(Data for this exercise begins)

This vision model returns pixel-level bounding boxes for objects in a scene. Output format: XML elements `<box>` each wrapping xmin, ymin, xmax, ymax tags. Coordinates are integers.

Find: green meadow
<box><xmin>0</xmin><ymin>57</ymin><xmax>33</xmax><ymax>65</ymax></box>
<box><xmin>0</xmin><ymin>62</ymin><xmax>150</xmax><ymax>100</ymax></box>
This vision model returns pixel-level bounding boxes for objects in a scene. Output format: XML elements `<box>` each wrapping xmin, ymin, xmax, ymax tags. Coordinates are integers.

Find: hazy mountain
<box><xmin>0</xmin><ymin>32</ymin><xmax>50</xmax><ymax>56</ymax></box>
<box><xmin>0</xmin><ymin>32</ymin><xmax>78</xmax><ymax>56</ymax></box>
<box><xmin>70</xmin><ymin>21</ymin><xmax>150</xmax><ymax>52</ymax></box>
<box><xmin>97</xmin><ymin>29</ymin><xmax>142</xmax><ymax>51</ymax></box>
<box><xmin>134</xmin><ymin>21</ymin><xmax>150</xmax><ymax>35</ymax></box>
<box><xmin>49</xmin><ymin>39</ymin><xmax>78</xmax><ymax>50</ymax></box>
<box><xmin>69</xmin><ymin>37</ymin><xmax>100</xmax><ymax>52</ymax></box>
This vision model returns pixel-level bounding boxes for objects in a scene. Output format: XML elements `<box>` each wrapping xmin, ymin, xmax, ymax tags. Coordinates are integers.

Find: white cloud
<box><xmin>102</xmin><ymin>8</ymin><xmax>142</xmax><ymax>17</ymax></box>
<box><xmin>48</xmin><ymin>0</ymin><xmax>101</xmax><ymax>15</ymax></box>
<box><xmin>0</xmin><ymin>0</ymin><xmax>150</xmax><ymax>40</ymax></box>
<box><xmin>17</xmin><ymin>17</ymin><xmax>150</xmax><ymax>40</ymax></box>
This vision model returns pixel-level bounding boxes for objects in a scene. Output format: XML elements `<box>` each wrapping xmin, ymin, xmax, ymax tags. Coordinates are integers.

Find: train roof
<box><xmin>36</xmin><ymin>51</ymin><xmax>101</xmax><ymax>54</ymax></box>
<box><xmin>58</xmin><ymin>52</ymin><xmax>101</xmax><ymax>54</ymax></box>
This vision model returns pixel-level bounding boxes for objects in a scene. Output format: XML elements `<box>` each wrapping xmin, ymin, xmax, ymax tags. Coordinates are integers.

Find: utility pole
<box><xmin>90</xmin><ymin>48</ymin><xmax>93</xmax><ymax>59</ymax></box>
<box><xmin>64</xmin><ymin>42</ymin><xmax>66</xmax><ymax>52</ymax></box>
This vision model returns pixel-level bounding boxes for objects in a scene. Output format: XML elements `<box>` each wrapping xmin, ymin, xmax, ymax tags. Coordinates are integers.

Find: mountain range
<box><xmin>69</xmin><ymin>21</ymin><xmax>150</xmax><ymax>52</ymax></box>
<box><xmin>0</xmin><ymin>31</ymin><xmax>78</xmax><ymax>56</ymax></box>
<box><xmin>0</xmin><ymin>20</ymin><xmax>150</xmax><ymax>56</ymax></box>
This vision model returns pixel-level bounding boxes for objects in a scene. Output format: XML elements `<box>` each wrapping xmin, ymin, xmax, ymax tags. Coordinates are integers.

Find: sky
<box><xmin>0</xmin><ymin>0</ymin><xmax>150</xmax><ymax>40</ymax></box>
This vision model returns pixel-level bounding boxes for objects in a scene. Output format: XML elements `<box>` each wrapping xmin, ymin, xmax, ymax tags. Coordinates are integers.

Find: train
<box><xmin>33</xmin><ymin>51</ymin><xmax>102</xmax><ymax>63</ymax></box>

(Data for this exercise ends)

▸ Exercise: Copy each record above so that no word or mark differs.

▸ Task result:
This vision model returns pixel-level bounding boxes for objects in a scene. Output format: XML elements `<box>` each wrapping xmin, ymin, xmax, ymax tags. Coordinates are integers.

Find: green meadow
<box><xmin>0</xmin><ymin>57</ymin><xmax>33</xmax><ymax>65</ymax></box>
<box><xmin>0</xmin><ymin>62</ymin><xmax>150</xmax><ymax>100</ymax></box>
This vision model returns pixel-level bounding boxes for objects in a scene. Output format: XML elements `<box>` each wrapping xmin, ymin, xmax, ymax tags. Coordinates are integers.

Find: hazy mountain
<box><xmin>0</xmin><ymin>32</ymin><xmax>50</xmax><ymax>56</ymax></box>
<box><xmin>0</xmin><ymin>32</ymin><xmax>78</xmax><ymax>56</ymax></box>
<box><xmin>70</xmin><ymin>21</ymin><xmax>150</xmax><ymax>52</ymax></box>
<box><xmin>97</xmin><ymin>29</ymin><xmax>142</xmax><ymax>51</ymax></box>
<box><xmin>134</xmin><ymin>21</ymin><xmax>150</xmax><ymax>35</ymax></box>
<box><xmin>49</xmin><ymin>39</ymin><xmax>78</xmax><ymax>50</ymax></box>
<box><xmin>69</xmin><ymin>37</ymin><xmax>100</xmax><ymax>52</ymax></box>
This vision model returns pixel-level bounding boxes for objects in a scene. Output format: XML elements `<box>` each wrapping xmin, ymin, xmax, ymax tags. Coordinates are integers.

Find: white cloud
<box><xmin>102</xmin><ymin>8</ymin><xmax>142</xmax><ymax>17</ymax></box>
<box><xmin>48</xmin><ymin>0</ymin><xmax>101</xmax><ymax>15</ymax></box>
<box><xmin>0</xmin><ymin>0</ymin><xmax>150</xmax><ymax>40</ymax></box>
<box><xmin>17</xmin><ymin>17</ymin><xmax>150</xmax><ymax>40</ymax></box>
This vision model returns pixel-level bounding boxes for objects in a scene. Output format: XML elements `<box>` each wrapping xmin, ymin, xmax, ymax tags. Coordinates are integers.

Find: train roof
<box><xmin>36</xmin><ymin>51</ymin><xmax>101</xmax><ymax>54</ymax></box>
<box><xmin>58</xmin><ymin>52</ymin><xmax>101</xmax><ymax>54</ymax></box>
This vision model returns pixel-level bounding boxes for objects in a scene. Output format: XML elements `<box>` each wrapping xmin, ymin, xmax, ymax tags. Coordinates are integers.

Find: utility pole
<box><xmin>90</xmin><ymin>48</ymin><xmax>93</xmax><ymax>59</ymax></box>
<box><xmin>64</xmin><ymin>42</ymin><xmax>66</xmax><ymax>52</ymax></box>
This vision model returns pixel-level bounding boxes for objects in a scene. Output format: XML elements `<box>` each wrapping xmin, ymin, xmax, ymax tags. Coordinates are integers.

Find: mountain range
<box><xmin>69</xmin><ymin>21</ymin><xmax>150</xmax><ymax>52</ymax></box>
<box><xmin>0</xmin><ymin>31</ymin><xmax>78</xmax><ymax>56</ymax></box>
<box><xmin>0</xmin><ymin>20</ymin><xmax>150</xmax><ymax>56</ymax></box>
This vision model returns pixel-level bounding boxes for objects in a scene. Output format: XML elements `<box>` each wrapping xmin, ymin, xmax, ymax tags. Coordinates are integers.

Find: sky
<box><xmin>0</xmin><ymin>0</ymin><xmax>150</xmax><ymax>40</ymax></box>
This vision model returns pixel-level bounding boxes for objects in a scene. Output format: XML elements `<box>` each wrapping xmin, ymin, xmax, ymax tags. Coordinates are integers.

Find: train
<box><xmin>33</xmin><ymin>51</ymin><xmax>102</xmax><ymax>63</ymax></box>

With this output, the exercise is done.